[Source data]

==============================

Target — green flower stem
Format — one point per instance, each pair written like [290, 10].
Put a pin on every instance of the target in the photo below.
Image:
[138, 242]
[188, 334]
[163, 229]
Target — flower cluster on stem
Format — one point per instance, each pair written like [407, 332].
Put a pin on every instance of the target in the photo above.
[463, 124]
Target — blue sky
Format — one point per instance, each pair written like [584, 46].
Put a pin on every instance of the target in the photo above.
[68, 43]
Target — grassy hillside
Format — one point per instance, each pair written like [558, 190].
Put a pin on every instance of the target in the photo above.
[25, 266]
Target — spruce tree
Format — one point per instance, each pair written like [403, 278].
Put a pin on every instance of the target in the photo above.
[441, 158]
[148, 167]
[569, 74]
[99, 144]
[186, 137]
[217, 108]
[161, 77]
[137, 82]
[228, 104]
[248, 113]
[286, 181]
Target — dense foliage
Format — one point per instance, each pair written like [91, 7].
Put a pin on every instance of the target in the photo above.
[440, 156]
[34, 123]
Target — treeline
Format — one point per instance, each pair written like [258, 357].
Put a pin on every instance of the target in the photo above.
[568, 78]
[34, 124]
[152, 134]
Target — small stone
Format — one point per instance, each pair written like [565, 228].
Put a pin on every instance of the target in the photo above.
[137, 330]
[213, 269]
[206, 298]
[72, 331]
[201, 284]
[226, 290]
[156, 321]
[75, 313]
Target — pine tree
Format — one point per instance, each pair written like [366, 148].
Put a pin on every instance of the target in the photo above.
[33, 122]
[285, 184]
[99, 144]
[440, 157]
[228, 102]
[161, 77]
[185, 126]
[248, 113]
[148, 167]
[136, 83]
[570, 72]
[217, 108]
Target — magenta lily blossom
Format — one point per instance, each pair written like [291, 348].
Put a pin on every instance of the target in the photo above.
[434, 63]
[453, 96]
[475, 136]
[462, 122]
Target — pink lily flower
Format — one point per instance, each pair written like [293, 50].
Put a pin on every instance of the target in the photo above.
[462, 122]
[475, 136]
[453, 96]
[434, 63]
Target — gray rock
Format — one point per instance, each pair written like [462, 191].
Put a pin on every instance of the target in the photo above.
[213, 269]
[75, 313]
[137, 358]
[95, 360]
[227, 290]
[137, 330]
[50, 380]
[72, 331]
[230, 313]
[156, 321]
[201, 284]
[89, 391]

==============================

YOUR INSTRUCTIONS – Turn every line of the listing above into a numbered list, skipping any blank lines.

SOLUTION FOR THIS EXERCISE –
1. Target — green flower stem
2. Format — one point per instance, each pair written like [290, 10].
3. Put a pin on every instance of the target in the photo below.
4. Image:
5. [138, 242]
6. [188, 334]
7. [163, 229]
8. Target — flower cluster on stem
9. Format — one point per instance, each pair written like [407, 332].
10. Put a pin on every instance of the target in the photo above.
11. [463, 124]
12. Target — blue sky
13. Format — one point per instance, each pair written like [584, 46].
14. Put a pin on every instance of the target in the photo above.
15. [68, 43]
16. Target — grassy hillside
17. Format — one point per instance, each pair written like [558, 190].
18. Put a pin on every instance of the target in the photo above.
19. [25, 266]
20. Target — spruce tree
21. Format — one point per instance, each pair written like [403, 278].
22. Put a pin on every instance of the target in the photo above.
23. [441, 158]
24. [148, 167]
25. [569, 74]
26. [99, 144]
27. [186, 137]
28. [217, 108]
29. [161, 77]
30. [137, 82]
31. [228, 104]
32. [248, 113]
33. [286, 181]
34. Target — dense foliage
35. Format — one point per instance, each pair written like [91, 7].
36. Put a pin on every instance of the target in the photo above.
37. [440, 156]
38. [34, 123]
39. Target — treeline
40. Format — one point per instance, each pair written like [258, 357].
41. Put a pin on every instance of the target in the photo above.
42. [568, 78]
43. [34, 124]
44. [152, 134]
45. Target — small stone
46. Format — one point per instance, each pair written like [565, 228].
47. Put a pin on every instance of the target in the photo above.
48. [137, 330]
49. [213, 269]
50. [206, 298]
51. [72, 331]
52. [201, 284]
53. [226, 290]
54. [156, 321]
55. [75, 313]
56. Target — pine tree
57. Format — one point per instance, each pair written like [366, 148].
58. Put a pin on every instance of the target in the photo above.
59. [33, 122]
60. [285, 184]
61. [99, 144]
62. [440, 157]
63. [228, 102]
64. [161, 77]
65. [185, 126]
66. [248, 113]
67. [148, 167]
68. [136, 83]
69. [570, 72]
70. [217, 108]
71. Target — magenta lily blossom
72. Format — one point per instance, each pair written like [291, 348].
73. Put a pin on every instance of the target in the photo above.
74. [434, 63]
75. [453, 96]
76. [475, 136]
77. [462, 122]
78. Target — pink lily flower
79. Format — one point per instance, each pair written like [293, 50].
80. Put a pin on every instance of the target in the photo above.
81. [462, 122]
82. [475, 136]
83. [453, 96]
84. [434, 63]
85. Target — gray rock
86. Format — one point per instance, each pair written like [462, 191].
87. Put a pin on every instance of the target in the photo above.
88. [213, 269]
89. [75, 313]
90. [137, 358]
91. [95, 360]
92. [227, 290]
93. [137, 330]
94. [50, 380]
95. [72, 331]
96. [230, 313]
97. [156, 321]
98. [201, 284]
99. [89, 391]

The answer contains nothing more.